(Data records)
++++++++

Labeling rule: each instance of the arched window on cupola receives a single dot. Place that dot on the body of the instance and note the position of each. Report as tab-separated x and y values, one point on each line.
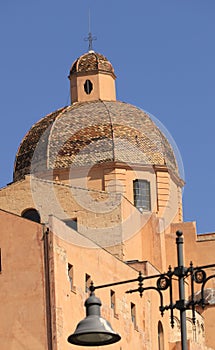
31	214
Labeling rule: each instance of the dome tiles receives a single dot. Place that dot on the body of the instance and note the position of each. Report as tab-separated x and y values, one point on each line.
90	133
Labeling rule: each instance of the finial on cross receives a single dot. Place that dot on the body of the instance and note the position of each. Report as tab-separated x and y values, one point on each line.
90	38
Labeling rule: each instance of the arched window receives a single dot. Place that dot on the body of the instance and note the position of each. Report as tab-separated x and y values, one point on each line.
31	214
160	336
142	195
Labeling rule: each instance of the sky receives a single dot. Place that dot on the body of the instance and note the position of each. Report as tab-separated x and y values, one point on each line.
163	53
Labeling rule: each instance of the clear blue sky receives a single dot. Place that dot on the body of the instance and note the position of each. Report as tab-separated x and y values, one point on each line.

++++++++

#### [Problem]
Please quote nothing but the lines from the line with "Labeling rule: each instance of the finial" through the end of the data above, exactly as written, ends included.

#### [Task result]
Labeling rule: each instance of the finial on cross receives a single dot. Place that dot on the body of the instance and note the position of each. Report as tab-separated x and y values, one point on each line.
90	38
Labeling rule: each instance of the arched window receives a single dot. Place that dot on the body of the instance and note the position of each. Report as tab-separated x and y values, one point on each line.
31	214
160	336
142	195
Labeling rule: each instance of the sky receives a single dot. Place that dot on the body of the instance and note the position of each. Report as tab-separated x and y values, one point on each line.
163	53
Labeling rule: each instance of the clear blue sky receives a single dot. Place that dot on the body of the instance and note the position of each. Report as tab-separated x and y values, one point on each line.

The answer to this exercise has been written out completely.